──────── INPUT ROWS ────────
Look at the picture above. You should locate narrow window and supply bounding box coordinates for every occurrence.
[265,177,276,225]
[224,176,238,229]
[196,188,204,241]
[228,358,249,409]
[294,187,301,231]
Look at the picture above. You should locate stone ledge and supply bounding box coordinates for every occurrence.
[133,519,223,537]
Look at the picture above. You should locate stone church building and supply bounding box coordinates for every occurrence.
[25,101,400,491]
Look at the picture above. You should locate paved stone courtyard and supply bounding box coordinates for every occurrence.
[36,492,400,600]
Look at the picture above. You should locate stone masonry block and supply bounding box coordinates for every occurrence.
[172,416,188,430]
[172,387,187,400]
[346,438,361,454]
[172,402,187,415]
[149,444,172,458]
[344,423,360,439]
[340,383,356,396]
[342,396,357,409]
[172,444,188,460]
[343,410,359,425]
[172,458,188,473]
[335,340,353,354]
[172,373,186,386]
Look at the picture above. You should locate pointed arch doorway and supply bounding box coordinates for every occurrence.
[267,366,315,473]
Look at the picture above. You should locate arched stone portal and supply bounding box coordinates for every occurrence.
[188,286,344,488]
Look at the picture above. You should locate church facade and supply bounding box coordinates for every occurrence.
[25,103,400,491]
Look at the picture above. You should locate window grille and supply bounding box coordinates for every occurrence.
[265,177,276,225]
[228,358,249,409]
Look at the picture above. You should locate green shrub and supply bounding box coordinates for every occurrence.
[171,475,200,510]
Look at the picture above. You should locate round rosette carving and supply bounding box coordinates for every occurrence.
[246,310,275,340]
────────
──────── INPUT ROWS ────────
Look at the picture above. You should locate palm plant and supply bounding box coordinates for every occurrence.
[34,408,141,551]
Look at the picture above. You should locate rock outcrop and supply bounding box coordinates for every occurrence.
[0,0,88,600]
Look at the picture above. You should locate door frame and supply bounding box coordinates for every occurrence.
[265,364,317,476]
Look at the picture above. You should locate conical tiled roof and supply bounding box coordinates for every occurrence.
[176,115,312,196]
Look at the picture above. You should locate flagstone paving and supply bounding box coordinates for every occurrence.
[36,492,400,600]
────────
-- EXERCISE OBJECTIVE --
Output the material as a JSON list of strings, one string per line, beginning at the line that contains "Look at the picture above. You should locate narrow" and ending after the line that contains "[133,519,223,537]". Leave out any blank lines.

-- COMPLETE RESPONSE --
[
  "Look at the picture above. You should locate narrow window and supply bounding box coordinates for every occurrence.",
  "[265,177,276,225]",
  "[224,176,238,229]",
  "[196,188,204,241]",
  "[228,358,249,409]",
  "[294,187,301,231]",
  "Look at the picture above. You should locate stone ledge and supply bounding box coordinates for every occurrence.",
  "[133,519,223,537]"
]